**TEXTE PRÉSENTÉ**

________________

La maîtrise de la parole va donc de pair avec celle du corps : si le personnage féminin ne maîtrise pas son corps, il n’arrive pas à maîtriser le  » je  » et vice et versa. On remarque que les crises de la parole surviennent dans des moments d’intense douleur physique pour Tanga. Se réapproprier le discours demande certaines difficultés et est le résultat d’un très long chemin :  » Parler à Jean, Ateba en a tellement envie. […] Chaque fois qu’ils se sont croisés, les sons l’ont désertée, les mots sont restés collés à ses lèvres « . Globalement, on a une paralysie de la langue face a l’homme, prosaïquement métaphorisée par la fellation. La fellation engendre le mutisme, c’est le viol de tout discours émanant de la bouche de la femme.
La création de couples féminins et l’identification d’une femme à une autre femme permet de percer le mutisme. Elles établissent entre elles une sorte de pacte de dialogue qui est perçu comme un acte de délivrance. Le discours naît de la complicité et de la tendresse entre les deux femmes, de la fusion de leurs identités pour créer une Femme Nouvelle. Le personnage clef de l’écrivain entre alors en jeu. C’est l’image de la  » femme-plume  » aux pagnes faciles à retrousser qui a volé la gloire à la Femme.  » Il dit que ma beauté mange mes mots, car la parole qui monte des zones claires de sa pensée est troublée par l’imprécision et les effluves de mon corps « . La femme est mangeuse de mots, elle agit sur la parole des hommes.

________________

Entrées enregistrées
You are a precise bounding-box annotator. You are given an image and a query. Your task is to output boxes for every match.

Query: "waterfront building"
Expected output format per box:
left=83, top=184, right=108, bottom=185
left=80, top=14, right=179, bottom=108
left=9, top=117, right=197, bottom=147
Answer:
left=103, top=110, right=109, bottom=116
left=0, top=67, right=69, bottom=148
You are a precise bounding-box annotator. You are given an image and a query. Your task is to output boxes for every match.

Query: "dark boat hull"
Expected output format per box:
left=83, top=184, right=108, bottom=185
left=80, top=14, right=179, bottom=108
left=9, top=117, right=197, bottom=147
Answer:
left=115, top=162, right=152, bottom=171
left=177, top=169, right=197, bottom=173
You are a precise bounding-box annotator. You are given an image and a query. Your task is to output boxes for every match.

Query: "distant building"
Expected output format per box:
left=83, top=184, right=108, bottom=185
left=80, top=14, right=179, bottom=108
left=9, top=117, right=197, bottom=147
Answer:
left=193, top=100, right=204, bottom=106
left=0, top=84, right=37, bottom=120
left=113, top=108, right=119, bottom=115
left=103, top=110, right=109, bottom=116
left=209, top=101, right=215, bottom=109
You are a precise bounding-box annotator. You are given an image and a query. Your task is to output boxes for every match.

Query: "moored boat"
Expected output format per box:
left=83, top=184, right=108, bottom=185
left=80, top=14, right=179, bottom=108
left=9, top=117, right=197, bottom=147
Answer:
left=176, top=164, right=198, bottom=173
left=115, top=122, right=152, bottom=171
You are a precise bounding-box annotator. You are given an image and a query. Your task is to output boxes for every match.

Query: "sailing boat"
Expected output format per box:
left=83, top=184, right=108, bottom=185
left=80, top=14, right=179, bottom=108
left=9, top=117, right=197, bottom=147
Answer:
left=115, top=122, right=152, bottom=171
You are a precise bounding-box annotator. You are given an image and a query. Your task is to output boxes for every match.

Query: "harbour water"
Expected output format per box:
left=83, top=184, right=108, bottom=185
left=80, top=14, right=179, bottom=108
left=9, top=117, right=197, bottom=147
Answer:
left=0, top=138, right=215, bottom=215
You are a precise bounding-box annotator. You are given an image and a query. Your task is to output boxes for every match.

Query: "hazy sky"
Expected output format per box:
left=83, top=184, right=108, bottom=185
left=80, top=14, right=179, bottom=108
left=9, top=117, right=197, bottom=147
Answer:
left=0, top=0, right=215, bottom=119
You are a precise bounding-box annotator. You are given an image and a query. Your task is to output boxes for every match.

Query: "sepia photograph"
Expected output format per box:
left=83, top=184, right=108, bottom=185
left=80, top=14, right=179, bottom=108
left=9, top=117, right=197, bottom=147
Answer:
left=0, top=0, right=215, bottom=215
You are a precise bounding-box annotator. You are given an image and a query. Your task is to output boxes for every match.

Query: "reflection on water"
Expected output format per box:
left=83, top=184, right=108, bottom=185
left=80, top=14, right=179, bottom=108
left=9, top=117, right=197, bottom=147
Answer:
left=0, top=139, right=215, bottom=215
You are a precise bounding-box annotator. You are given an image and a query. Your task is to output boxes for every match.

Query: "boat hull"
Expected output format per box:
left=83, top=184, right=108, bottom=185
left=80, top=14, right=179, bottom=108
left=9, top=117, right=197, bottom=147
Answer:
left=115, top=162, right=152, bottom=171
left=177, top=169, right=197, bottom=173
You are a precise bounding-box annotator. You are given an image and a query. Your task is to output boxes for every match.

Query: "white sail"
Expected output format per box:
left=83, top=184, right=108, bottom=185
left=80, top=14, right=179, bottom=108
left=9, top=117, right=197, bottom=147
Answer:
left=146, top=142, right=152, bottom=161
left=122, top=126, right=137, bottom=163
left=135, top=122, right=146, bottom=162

________________

**LISTE DES TÂCHES**
a) Reproduisez mot pour mot le passage du texte sur la parole féminine en commençant par « La création de » et en allant jusqu'à « parole des hommes. ».
b) Poursuivez le texte sur la parole féminine et le corps à partir de l'endroit où il s'arrête.
Les enregistrements ne sont d'aucune utilité ici.

**RÉPONSES PAR TÂCHE**
a)
La création de couples féminins et l’identification d’une femme à une autre femme permet de percer le mutisme. Elles établissent entre elles une sorte de pacte de dialogue qui est perçu comme un acte de délivrance. Le discours naît de la complicité et de la tendresse entre les deux femmes, de la fusion de leurs identités pour créer une Femme Nouvelle. Le personnage clef de l’écrivain entre alors en jeu. C’est l’image de la  » femme-plume  » aux pagnes faciles à retrousser qui a volé la gloire à la Femme.  » Il dit que ma beauté mange mes mots, car la parole qui monte des zones claires de sa pensée est troublée par l’imprécision et les effluves de mon corps « . La femme est mangeuse de mots, elle agit sur la parole des hommes.

b)
Il y a donc, dans les textes de Beyala, une fusion de deux femmes pour créer une autre femme par qui le discours va être possible, ainsi que la création d’un parler-femme, un langage corporel qui dépasse les mots. Les femmes n’ont pas besoin d’ouvrir la bouche pour se comprendre. Elles communiquent par delà les mots, par une sorte de pacte tacite, un langage universel qui dépasse la mise en mots. La complicité ainsi que la tendresse qui unissent les femmes permet une autre dimension que, selon l’auteur, les hommes ne pourront jamais connaître ni même envisager. Le discours est donc vivant, il passe d’un corps a l’autre, n’a pas de frontières. Lorsque les mots ne suffisent plus pour exprimer ce que l’on a à dire, la communication non-verbale s’avère nécessaire et le contact physique est indispensable. L’acte narratif est lié au contact physique, il est le support de la parole et détermine la fluidité du discours. Lorsque Tanga est mourante, en prison, elle murmure a Anna-Claude :  » Donne-moi la main, désormais tu seras moi. […] Donne-moi ta main, et mon histoire naîtra dans tes veines « .
Lorsque la fusion entre les deux femmes est réussie, c’est que le discours a pu passer d’un corps à l’autre.
Beyala ouvre ainsi la voix à un nouveau roman féminin africain qui place le corps en avant, n’hésite pas à le mettre en scène et à le faire parler autant que d’en parler. A propos de son écriture, elle dit :  » J’écris l’épanouissement des corps
J’écris l’inexplicable né du palpable
J’écris l’impalpable fille de l’explicable
J’écris le désir […]
J’écris la femme « .

 Lettre d’une Africaine à ses soeurs occidentales, Paris, Spengler, 1995, p.9.
 C’est le Soleil qui m’a brûlée, Paris, Albin Michel, 1987 (éd. de référence : J’ai lu n° 2512, 1989, p.29).
 Tu t’appelleras Tanga, Paris, Stock, 1988 (éd. de référence : J’ai lu n° 2807,p.23).
 Tu t’appelleras Tanga, p.19.
 Texte présenté par Beyala lors de sa visite aux universités d’Amérique du nord en avril 1995.